** START OF SUPPLIED ENTRIES **
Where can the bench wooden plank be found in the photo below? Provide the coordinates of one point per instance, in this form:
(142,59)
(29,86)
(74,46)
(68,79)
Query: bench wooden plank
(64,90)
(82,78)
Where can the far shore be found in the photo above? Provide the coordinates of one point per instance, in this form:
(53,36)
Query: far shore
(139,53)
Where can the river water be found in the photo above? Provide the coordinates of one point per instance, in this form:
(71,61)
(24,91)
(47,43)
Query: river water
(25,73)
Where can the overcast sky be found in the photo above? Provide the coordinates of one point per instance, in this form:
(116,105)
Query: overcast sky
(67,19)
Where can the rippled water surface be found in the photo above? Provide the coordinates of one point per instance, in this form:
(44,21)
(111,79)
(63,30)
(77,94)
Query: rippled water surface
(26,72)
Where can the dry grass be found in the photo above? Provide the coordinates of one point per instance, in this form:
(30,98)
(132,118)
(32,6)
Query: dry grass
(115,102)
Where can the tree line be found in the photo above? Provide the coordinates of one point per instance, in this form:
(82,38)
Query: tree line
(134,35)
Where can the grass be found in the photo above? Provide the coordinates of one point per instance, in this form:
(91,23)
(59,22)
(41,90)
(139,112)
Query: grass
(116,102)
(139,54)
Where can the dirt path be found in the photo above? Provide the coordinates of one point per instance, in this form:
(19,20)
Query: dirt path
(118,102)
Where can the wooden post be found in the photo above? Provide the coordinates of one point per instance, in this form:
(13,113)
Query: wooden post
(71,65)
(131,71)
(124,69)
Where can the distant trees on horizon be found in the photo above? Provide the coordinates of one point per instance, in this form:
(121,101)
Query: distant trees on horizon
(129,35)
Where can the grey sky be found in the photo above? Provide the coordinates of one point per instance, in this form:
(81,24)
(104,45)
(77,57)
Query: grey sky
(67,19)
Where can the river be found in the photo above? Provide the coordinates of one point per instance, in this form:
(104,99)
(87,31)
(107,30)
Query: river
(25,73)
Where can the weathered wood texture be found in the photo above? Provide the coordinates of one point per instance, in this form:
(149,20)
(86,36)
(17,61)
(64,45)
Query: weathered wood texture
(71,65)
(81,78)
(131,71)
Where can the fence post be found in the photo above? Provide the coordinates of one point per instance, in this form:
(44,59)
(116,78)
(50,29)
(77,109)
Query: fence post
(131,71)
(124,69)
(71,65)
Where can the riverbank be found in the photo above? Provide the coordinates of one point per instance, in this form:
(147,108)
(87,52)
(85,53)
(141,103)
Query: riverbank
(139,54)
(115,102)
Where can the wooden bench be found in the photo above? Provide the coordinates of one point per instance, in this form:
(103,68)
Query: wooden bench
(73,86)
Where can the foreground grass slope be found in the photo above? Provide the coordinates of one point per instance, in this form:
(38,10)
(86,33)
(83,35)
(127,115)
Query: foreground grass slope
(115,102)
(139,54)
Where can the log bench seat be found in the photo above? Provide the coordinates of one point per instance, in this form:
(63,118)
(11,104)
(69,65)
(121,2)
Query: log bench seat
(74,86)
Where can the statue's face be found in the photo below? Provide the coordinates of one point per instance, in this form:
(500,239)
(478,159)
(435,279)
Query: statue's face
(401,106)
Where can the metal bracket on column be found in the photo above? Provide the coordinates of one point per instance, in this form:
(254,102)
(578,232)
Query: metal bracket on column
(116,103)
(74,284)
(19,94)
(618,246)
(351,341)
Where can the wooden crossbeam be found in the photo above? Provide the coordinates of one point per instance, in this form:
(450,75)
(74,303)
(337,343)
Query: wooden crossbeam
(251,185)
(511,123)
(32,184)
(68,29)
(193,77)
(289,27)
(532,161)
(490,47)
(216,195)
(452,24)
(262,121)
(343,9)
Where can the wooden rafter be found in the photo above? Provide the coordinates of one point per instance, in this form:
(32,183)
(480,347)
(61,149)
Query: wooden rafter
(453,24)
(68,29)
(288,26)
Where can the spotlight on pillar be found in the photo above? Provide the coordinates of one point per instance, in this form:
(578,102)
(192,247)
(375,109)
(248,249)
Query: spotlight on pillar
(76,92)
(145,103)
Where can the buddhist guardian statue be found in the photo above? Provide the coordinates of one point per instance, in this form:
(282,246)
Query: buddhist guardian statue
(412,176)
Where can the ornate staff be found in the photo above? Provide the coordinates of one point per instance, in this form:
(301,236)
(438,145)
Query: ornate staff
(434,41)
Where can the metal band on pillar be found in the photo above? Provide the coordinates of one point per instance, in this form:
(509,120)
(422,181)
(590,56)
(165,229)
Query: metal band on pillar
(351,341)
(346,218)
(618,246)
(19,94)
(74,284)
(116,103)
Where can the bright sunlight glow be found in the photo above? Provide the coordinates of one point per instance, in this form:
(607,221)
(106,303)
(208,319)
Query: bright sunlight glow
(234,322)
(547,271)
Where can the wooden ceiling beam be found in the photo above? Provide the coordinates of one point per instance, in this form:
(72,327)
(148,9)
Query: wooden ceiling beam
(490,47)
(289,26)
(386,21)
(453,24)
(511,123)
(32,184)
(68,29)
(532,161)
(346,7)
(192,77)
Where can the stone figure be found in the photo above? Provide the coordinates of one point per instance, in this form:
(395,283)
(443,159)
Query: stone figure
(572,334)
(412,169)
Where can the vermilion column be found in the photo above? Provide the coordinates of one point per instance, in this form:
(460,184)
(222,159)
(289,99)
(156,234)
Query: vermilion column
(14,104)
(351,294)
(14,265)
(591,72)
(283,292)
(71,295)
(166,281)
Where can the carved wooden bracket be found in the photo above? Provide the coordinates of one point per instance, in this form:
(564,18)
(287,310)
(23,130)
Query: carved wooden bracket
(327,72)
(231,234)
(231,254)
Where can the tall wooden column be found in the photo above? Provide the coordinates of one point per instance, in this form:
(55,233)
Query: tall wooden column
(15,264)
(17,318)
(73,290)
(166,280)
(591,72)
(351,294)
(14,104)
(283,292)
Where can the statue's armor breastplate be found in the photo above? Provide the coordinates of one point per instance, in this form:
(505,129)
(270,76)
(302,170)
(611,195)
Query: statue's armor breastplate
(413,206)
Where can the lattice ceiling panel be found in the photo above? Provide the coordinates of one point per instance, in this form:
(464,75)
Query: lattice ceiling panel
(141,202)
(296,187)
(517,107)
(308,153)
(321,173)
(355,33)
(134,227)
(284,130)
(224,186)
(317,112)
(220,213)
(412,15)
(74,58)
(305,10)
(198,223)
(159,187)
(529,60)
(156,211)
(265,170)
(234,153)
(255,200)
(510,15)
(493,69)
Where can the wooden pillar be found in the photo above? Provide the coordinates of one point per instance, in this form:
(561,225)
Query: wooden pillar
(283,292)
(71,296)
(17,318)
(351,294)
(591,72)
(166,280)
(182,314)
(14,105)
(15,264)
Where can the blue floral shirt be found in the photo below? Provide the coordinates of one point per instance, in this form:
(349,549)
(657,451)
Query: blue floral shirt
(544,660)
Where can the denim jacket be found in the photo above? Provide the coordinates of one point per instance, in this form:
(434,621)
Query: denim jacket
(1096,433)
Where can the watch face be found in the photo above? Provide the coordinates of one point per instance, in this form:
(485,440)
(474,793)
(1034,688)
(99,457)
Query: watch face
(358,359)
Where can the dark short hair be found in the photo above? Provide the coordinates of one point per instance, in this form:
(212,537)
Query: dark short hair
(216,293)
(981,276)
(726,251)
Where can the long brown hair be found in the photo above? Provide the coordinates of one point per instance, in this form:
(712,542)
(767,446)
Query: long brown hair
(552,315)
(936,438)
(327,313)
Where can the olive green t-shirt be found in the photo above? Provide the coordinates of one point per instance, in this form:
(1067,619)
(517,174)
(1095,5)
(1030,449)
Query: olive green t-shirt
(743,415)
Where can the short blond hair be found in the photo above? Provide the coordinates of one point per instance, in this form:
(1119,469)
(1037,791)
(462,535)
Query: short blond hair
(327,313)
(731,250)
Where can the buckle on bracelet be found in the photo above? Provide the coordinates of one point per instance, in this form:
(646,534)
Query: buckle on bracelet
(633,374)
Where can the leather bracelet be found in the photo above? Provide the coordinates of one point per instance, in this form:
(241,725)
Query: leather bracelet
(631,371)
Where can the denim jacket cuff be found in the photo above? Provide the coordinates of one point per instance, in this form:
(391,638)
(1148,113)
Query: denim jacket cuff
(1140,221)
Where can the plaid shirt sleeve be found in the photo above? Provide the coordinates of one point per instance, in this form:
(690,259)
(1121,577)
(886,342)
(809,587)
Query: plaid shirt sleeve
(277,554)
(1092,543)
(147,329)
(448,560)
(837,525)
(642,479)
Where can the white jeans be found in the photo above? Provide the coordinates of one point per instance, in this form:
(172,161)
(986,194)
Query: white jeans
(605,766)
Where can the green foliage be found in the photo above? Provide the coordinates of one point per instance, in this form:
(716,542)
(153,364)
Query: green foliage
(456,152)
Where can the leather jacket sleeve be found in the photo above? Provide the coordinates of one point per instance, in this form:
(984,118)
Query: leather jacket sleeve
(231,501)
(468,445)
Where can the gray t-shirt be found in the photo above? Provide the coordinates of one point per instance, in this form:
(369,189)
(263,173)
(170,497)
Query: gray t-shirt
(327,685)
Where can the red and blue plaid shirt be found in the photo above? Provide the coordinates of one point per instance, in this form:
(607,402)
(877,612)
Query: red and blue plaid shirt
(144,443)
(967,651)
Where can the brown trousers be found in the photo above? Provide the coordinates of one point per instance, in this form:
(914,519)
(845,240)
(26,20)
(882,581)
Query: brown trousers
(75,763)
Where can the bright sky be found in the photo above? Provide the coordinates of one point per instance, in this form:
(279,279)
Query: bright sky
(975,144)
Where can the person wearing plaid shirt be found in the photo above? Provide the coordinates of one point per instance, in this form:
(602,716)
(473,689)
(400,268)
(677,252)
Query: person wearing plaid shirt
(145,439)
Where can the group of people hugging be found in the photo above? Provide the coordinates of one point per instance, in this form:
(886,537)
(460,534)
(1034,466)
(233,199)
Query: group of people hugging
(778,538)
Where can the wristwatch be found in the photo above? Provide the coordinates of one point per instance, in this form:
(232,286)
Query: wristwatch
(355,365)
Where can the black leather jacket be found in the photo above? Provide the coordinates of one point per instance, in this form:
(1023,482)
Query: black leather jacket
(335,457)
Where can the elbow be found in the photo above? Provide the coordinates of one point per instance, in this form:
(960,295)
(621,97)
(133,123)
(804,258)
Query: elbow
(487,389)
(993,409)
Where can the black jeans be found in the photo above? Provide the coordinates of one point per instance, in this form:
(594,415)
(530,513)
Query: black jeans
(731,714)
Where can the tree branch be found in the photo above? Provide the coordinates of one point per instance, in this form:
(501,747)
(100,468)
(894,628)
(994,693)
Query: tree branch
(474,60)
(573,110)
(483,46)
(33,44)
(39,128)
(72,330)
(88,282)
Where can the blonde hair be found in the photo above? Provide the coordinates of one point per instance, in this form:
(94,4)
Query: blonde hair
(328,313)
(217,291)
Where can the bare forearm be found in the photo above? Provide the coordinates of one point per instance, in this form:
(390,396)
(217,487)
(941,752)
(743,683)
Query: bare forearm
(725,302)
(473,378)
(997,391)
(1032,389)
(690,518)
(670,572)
** END OF SUPPLIED ENTRIES **
TASK DESCRIPTION — Only the lines from the one containing "Where can the elbow" to the end of the listing belong in the output, each reproduced exactly.

SOLUTION TO THIS EXERCISE —
Where can the elbow be found in the photo above? Provide the coordinates of one point per instance, in this form:
(960,295)
(621,97)
(133,123)
(804,258)
Query: elbow
(487,389)
(993,409)
Where can the black jeans be found in the photo above? Provide the coordinates of one point per instance, in this form:
(594,415)
(530,513)
Query: black jeans
(731,714)
Where can the tree branch be found in the photo above? Provide the coordinates of one point per instance, in this form:
(501,747)
(100,468)
(894,628)
(994,693)
Query: tree branch
(474,60)
(573,110)
(483,46)
(33,44)
(39,128)
(72,330)
(88,282)
Where can the blonde hair be found in the photo above? Provide the coordinates of one point per instance, in this form:
(94,4)
Query: blonde hair
(328,313)
(217,291)
Where can the bare forearm be found in the photo above? Provide the coordinates of one point per instance, in this form:
(390,396)
(217,487)
(941,752)
(743,683)
Query: bare forearm
(725,302)
(473,378)
(997,391)
(1032,389)
(690,518)
(670,572)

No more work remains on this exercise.